From top to bottom, return the records that follow exactly.

> Data supplied:
=== Begin Enclosure ===
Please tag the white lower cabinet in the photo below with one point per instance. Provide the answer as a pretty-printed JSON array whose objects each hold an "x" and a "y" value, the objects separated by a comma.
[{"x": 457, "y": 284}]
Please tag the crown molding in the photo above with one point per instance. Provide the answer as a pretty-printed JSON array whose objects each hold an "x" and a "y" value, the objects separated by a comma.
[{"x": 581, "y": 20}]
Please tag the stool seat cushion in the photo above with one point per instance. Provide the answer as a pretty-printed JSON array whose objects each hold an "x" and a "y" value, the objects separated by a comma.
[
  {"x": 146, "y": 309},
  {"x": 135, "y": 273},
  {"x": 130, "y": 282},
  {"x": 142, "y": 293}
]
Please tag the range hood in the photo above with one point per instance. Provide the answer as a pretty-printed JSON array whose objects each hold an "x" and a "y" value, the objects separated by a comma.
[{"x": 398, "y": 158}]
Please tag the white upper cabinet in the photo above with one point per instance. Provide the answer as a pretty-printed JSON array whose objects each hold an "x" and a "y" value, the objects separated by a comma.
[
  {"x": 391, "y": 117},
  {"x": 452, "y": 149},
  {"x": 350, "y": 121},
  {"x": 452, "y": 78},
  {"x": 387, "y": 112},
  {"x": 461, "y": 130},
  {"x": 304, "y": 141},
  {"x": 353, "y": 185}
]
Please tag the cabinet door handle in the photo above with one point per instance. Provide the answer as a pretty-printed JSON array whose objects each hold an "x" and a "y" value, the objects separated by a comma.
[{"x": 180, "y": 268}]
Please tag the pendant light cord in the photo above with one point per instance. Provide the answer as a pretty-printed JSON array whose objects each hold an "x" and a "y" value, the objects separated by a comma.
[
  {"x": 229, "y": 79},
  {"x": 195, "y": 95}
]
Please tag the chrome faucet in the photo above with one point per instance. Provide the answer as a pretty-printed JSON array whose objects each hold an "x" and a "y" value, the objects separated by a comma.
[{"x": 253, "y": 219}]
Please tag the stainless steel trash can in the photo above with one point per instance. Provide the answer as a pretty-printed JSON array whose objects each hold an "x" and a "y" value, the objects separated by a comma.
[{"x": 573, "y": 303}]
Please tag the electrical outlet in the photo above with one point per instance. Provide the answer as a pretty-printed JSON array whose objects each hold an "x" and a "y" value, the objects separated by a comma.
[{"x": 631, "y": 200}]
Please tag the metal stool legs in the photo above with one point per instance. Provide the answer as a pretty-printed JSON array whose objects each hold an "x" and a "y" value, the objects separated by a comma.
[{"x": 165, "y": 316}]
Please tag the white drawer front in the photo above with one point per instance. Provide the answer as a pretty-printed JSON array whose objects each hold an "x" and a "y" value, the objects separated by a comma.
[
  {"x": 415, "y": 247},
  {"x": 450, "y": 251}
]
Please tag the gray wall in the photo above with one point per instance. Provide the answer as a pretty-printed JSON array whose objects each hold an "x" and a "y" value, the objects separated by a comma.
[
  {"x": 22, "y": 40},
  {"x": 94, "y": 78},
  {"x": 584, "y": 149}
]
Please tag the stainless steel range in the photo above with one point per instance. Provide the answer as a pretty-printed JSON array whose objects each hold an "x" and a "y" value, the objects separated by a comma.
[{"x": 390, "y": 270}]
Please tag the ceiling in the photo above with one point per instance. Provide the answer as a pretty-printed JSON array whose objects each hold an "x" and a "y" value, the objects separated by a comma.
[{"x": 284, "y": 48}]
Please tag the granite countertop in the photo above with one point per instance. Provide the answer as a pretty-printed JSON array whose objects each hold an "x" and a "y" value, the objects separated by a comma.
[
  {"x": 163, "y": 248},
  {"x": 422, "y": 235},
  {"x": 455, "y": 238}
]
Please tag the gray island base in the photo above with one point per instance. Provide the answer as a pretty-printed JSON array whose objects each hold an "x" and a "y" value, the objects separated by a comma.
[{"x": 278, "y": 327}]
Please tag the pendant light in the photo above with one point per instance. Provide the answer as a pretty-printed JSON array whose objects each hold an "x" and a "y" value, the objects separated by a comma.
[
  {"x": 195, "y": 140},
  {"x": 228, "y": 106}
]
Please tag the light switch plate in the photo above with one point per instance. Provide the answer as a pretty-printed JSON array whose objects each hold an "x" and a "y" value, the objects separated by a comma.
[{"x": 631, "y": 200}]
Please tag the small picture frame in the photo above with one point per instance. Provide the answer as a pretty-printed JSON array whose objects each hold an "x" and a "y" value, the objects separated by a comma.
=== End Enclosure ===
> Expected answer:
Please tag the white lower cabinet in the photo below with one point per instance. Provide the answer as a pretty-printed JSON array whose objects each hold an "x" and a "y" value, the objects separated by a comma.
[{"x": 457, "y": 284}]
Please tag the crown molding in the photo above with one point per instance. Provide the answer as a pretty-printed JSON array whose objects each hold an "x" and a "y" value, the objects separated by a comma.
[{"x": 581, "y": 20}]
Please tag the stool seat cushion in the photo above with one point per instance. Provide the answer as a pretty-printed JSON array whose objects each hold an "x" and a "y" value, the objects separated by a comma.
[
  {"x": 146, "y": 309},
  {"x": 135, "y": 273},
  {"x": 130, "y": 282},
  {"x": 142, "y": 293}
]
Please tag the range hood in the photo above with one point per instance. Provide the answer as a pretty-printed JSON array whose objects each hold an "x" and a "y" value, the objects separated by a comma.
[{"x": 398, "y": 158}]
Please tag the white upper cabinet in the photo above with one point per instance. Provide the answer as a pretty-printed JSON array whose objects each hold an "x" and a "y" value, the objects separated by a comma.
[
  {"x": 391, "y": 117},
  {"x": 452, "y": 149},
  {"x": 350, "y": 121},
  {"x": 452, "y": 78},
  {"x": 387, "y": 112},
  {"x": 461, "y": 130},
  {"x": 304, "y": 141},
  {"x": 353, "y": 185}
]
Please tag the cabinet door handle in the photo above with one point per instance. Provide the answer as a pretty-printed JSON array whose objects each hold an "x" and a "y" value, the objects separated by a comma.
[{"x": 180, "y": 268}]
Please tag the pendant light cord in the photo above with one point per instance. Provide the answer as a pretty-printed JSON array whose objects each hold an "x" and a "y" value, the objects separated by a comma.
[
  {"x": 229, "y": 79},
  {"x": 195, "y": 95}
]
Please tag the chrome faucet in the photo above with one point per instance. Provide the answer as a pretty-printed JSON array whose objects each hold an "x" and a "y" value, the objects separated by a comma.
[{"x": 253, "y": 219}]
Please tag the stainless steel trash can in the photo above with one point per instance. Provide the answer as a pretty-printed JSON array whose objects each hold an "x" and a "y" value, the objects separated by a comma.
[{"x": 573, "y": 303}]
Please tag the electrical outlet in the photo above with one point per instance. Provide the answer as a pretty-printed JSON array whose objects each hold an "x" and a "y" value, the objects separated by a comma.
[{"x": 631, "y": 200}]
Please tag the metal stool legs in the photo above with one point per instance. Provide the answer as a pretty-printed JSON array whose objects each hold an "x" and a "y" value, the objects separated by a comma.
[{"x": 165, "y": 316}]
Please tag the white drawer front in the photo above with one point per instance. Provide the answer as a pretty-printed JSON array whose objects each hold an "x" and a "y" value, the objects separated by a comma.
[
  {"x": 415, "y": 247},
  {"x": 450, "y": 251}
]
Please tag the gray wall in the photo above with one point per instance. Provide the answer as a pretty-printed JSON array whose objects each hold an "x" and a "y" value, the objects separated by a comma.
[
  {"x": 22, "y": 40},
  {"x": 94, "y": 78},
  {"x": 584, "y": 149}
]
Please tag the stainless steel range in the photo above with one point per instance. Provide the answer as a pretty-printed JSON array whose objects each hold an "x" and a "y" value, the objects separated by a comma.
[{"x": 390, "y": 270}]
Please tag the ceiling in the photo above with one point per instance. Provide the answer as a pretty-printed JSON array whose objects each hold an "x" and a "y" value, the objects separated by a comma.
[{"x": 284, "y": 48}]
Please tag the granite countertop in the photo above with one point per instance. Provide the answer as a pretty-printed JSON array whose objects each hold an "x" and a "y" value, the objects separated by a comma.
[
  {"x": 163, "y": 248},
  {"x": 422, "y": 235},
  {"x": 455, "y": 238}
]
Please tag the gray island base in the photo above with one point per instance. Provide the answer as a pretty-printed JSON array whose objects each hold an "x" and a "y" value, the objects separated by a comma.
[{"x": 278, "y": 327}]
Please tag the pendant light in the photo above with one point per instance. Provide the answer as a pretty-printed JSON array whose objects each hold an "x" and a "y" value, the objects separated by a comma.
[
  {"x": 195, "y": 140},
  {"x": 228, "y": 106}
]
Please tag the light switch plate in the photo above with one point per instance. Provide the answer as a pretty-printed JSON array whose objects each hold an "x" and a "y" value, the objects separated by a comma.
[{"x": 631, "y": 200}]
Please tag the small picture frame in the photo above with one point per instance. Provide the answer as a pretty-printed JSON array whose objects each hold an "x" and a "y" value, the objects separated by a comma.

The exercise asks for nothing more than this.